EXCERPTED TEXT →

────────────────────────────────────────

E-Commerce (EC Directive) Regulations 2002

(These regulations are still in force and there is some overlap with the 2013 regulations set out above). The regulations relate to sales by Internet, mobile and email, and cover business and consumer transactions. They apply to a UK-based merchant whether servicing just UK or any other member state.

Merchants must disclose the following:

  • Full name of the business and indication if a limited company, partnership or individual along with relevant names of partners/individual.
  • Geographic address at which business is established
  • Contact details, including email address
  • Details of any publicly accessible trade or similar register where business is registered
  • If service is subject to an authorization scheme or if a member of a professional body, details of the relevant supervisory authority or body
  • Details of any code of practice to which the merchant subscribes
  • VAT registration number
  • When referring to prices, a clear and unambiguous indication of those prices and whether the prices include taxes and delivery costs
  • Details of stages involved in the ordering process, including any costs involved in distance communication if the cost is anything other than a standard rate.
  • It is important to explain fully how contracts are formed and the relevant procedure for taking and refunding payment from customers’ credit cards.

Online order forms should make it easy for users to correct and clear incorrect data.

Customers must be told the steps involved in completing an online contract prior to or at the start of the process.

Provision of Services Regulations 2009

The regulations apply to UK providers of charged services and to individuals or organizations in an EU country that use a relevant services. The regulations cover B2B and B2C services and relate primarily to the provision of information. The provisions are similar to the two previous sets of regulations.

Regulation 8(1) of the POS Regulations requires the following information be made available to all customers:

  • Contact details, including a postal or email address or fax number, a telephone number, and the service provider’s official address;
  • Name;
  • Legal status and form of trading entity;
  • Geographic address of where the service provider is established;
  • Details of any registration on a public register;
  • Details of any authorization scheme to which the service provided is subject;
  • VAT number;
  • Details of any professional title granted, if carrying on a regulated profession;
  • General terms and conditions;
  • Any contractual terms, if any, regarding the governing law applicable to the contract;
  • The existence of any after-sales guarantee that is not legally required;
  • The price of the service;
  • The main features of the service; and
  • Any professional liability insurance or guarantee the service provider is required to hold.

Some additional information has to also be provided if requested pricing, price estimate, reference to any professional rules applicable in the relevant EU state, any steps to be taken to avoid conflict of interest.

────────────────────────────────────────

Labeled object pointing entries
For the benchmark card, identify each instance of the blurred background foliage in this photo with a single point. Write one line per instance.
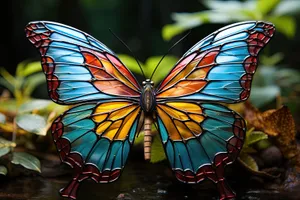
(149, 28)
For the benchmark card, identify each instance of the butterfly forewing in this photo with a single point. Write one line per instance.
(95, 137)
(220, 67)
(78, 67)
(201, 137)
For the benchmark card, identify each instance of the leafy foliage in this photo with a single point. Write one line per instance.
(26, 160)
(26, 80)
(276, 11)
(22, 115)
(277, 123)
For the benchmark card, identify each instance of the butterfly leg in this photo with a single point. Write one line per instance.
(70, 191)
(225, 192)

────────────────────────────────────────

AIM OF THE EXERCISE → Pick up the passage on UK online trading regulations right after its last sentence and continue it in the same style.

RESPONSE →
Such information is to be given or made available prior to contract and can be by digital means.

There are further regulations against discrimination due to place of residence.

The 2009 Regulations also require merchants to respond to consumer complaints as quickly as possible and to use best efforts to resolve such complaints.

Data Protection Act 1998

This legislation will apply to merchants having a presence in the UK or collecting information onto UK-based servers. The Act lays down a number of principles of which the following are particularly relevant.

  1. Merchants must have legitimate grounds for collecting and using personal data and should not use the data to the detriment of individuals. Merchants need to be transparent about how data is used and must ensure nothing unlawful is done with the data. Data usage should covered in merchant’s privacy policy.
  2. Individuals have a right to view the information held on them, and have a right not to be marketed to.
  3. There are requirements regarding the release/transfer of data outside the EU.

Merchants should note that the European Union is set to make significant reforms to the area of data protection through the General Data Protection Regulation due to come into effect in early 2018. Many businesses are already taking active preparations to be able to conform with the new Regulation which demands greater focus on data privacy.

See: http://ec.europa.eu/justice/data-protection/reform/index_en.htm

 

EU Alternative Dispute Resolution (ADR) Directive & Online Dispute Resolution (ODR) Regulation

The ADR directive and ODR regulation are covered in the UK by the Alternative Dispute Resolution for Consumer Disputes Regulations 2015 and the Alternative Dispute Resolution for Consumer Disputes (Amendment) Regulations 2015.

Businesses are required to inform consumers that they have the right to seek redress for unresolved complaints and disputes through certified Alternative Dispute Resolution schemes and the EU Online Dispute Resolution service.The free EU service that will be available for consumers to use as from February 15th, 2016 at the following address: http://ec.europa.eu/consumers/odr. This service is intended to help resolve disputes arising out of any purchases made either domestically or across EU state borders.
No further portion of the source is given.